Work to be completed
Edit the items below so that every occurrence of "Target" becomes "Label", and leave everything else unchanged.

Records
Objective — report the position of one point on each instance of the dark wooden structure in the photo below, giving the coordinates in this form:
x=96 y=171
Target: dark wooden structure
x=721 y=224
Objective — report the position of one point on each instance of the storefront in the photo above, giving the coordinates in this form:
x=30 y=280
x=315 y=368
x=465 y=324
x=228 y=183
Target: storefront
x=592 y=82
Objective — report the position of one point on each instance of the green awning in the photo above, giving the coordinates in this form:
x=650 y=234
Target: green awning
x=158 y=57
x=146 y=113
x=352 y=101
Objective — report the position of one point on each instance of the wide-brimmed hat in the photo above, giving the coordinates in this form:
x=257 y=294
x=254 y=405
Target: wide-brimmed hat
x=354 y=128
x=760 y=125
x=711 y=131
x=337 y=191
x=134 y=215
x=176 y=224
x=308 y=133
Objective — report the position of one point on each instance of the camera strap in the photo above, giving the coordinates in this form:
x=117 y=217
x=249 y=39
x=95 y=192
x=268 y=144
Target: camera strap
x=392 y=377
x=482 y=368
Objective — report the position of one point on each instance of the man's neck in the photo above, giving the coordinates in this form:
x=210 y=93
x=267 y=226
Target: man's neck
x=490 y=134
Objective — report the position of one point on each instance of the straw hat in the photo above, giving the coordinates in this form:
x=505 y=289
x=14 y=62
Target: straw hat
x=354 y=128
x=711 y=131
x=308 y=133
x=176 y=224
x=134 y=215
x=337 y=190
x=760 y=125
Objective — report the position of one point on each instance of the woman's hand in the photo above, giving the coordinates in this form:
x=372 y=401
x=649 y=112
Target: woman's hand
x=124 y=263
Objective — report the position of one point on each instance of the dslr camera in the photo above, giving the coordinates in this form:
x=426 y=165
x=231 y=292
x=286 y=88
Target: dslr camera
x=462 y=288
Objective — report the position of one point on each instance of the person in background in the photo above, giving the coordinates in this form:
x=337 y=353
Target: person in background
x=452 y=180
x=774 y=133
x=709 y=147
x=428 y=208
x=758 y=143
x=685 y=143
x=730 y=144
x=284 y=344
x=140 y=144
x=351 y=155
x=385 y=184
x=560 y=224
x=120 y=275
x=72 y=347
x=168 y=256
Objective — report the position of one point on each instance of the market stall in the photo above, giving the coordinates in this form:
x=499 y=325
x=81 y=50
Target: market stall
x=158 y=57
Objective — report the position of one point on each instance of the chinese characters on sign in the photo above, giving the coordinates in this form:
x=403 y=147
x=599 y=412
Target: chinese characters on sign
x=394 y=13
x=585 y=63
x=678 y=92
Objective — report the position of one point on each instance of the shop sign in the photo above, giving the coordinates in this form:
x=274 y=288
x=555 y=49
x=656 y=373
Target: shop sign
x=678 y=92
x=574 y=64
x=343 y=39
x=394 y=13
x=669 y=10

Answer to this task
Objective — report the position of one point on each instance of the dark wooden structure in the photo below, giving the coordinates in this form:
x=96 y=171
Label: dark wooden structure
x=721 y=224
Objective — report the position of one point on each instance of the storefront in the photo above, giving the coordinates in this form:
x=30 y=280
x=315 y=368
x=465 y=324
x=228 y=183
Label: storefront
x=592 y=82
Objective — report the position of one point on each instance of the green awning in the photo above, giving the coordinates in this form:
x=650 y=234
Label: green awning
x=158 y=57
x=146 y=113
x=352 y=101
Objective — report the position of one point on each instance of the wide-brimmed hat in the photo above, giving the coordinates in this form:
x=257 y=294
x=254 y=405
Label: wide-brimmed hat
x=354 y=128
x=760 y=125
x=711 y=131
x=337 y=191
x=134 y=215
x=176 y=224
x=308 y=133
Objective — report the position of one point on each instance of the camera strap in the photo above, giving the coordinates in this form:
x=117 y=217
x=249 y=39
x=95 y=192
x=268 y=144
Label: camera strap
x=392 y=377
x=482 y=368
Objective — report the position of one point on each instance of the man's neck in the photo above, giving the coordinates in this form:
x=210 y=93
x=267 y=226
Label: man's neck
x=490 y=134
Objective — report the position of one point on each instance of the straw hat in the photo above, giving the coordinates in this form:
x=505 y=289
x=14 y=62
Label: straw hat
x=354 y=128
x=711 y=131
x=308 y=133
x=176 y=224
x=134 y=215
x=337 y=190
x=760 y=125
Objective — report the position of one point on each instance of the woman's hand in the photo above, giving the coordinates in this form:
x=372 y=401
x=649 y=112
Label: woman's hand
x=124 y=263
Objective — report the position of one point on each instance of the dslr camera in the photo above, giving the coordinates in this form:
x=426 y=165
x=231 y=292
x=286 y=88
Label: dslr camera
x=462 y=288
Objective — report the position of one point on each instance of the person in background in the photo above, giving the coordinates in this form:
x=337 y=353
Label: person in background
x=452 y=180
x=774 y=133
x=709 y=147
x=428 y=208
x=758 y=143
x=685 y=143
x=730 y=144
x=284 y=344
x=140 y=144
x=351 y=155
x=385 y=184
x=560 y=224
x=120 y=275
x=72 y=347
x=168 y=256
Objective — report the position of one point on each instance of the market stall in the photo above, giving the coordinates in this form:
x=499 y=325
x=81 y=50
Label: market stall
x=158 y=57
Objective — report the position of one point on each instance of the chinese characters on sign in the photo above, giving the coordinates in this form:
x=403 y=147
x=599 y=412
Label: chinese characters on sign
x=394 y=13
x=585 y=63
x=678 y=92
Objective — report the position of one point on each instance of the shop sign in the photo above, giving the coordinates in this form:
x=274 y=288
x=555 y=49
x=656 y=373
Label: shop sign
x=678 y=92
x=574 y=64
x=343 y=39
x=394 y=13
x=669 y=10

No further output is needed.